■ **REQUEST**: Rewrite each of the records below, changing "black puffer jacket" to "red umbrella" and keeping everything else the same.

■ **RECORDS FOR THE EXERCISE**:
=====

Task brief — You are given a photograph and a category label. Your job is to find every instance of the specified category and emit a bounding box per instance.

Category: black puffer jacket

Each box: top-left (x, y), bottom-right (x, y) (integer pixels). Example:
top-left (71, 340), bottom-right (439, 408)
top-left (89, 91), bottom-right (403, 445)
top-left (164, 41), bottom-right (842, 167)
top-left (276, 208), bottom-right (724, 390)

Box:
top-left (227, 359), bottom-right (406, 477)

=====

■ **RESULT**:
Task brief — You are given a photograph and a category label. Your job is to find every instance of the specified category and emit a bounding box per instance.

Category: red umbrella

Each box: top-left (x, y), bottom-right (x, y) (integer pixels). Example:
top-left (71, 340), bottom-right (439, 408)
top-left (89, 91), bottom-right (403, 445)
top-left (164, 41), bottom-right (842, 167)
top-left (276, 208), bottom-right (724, 390)

Box:
top-left (227, 359), bottom-right (406, 477)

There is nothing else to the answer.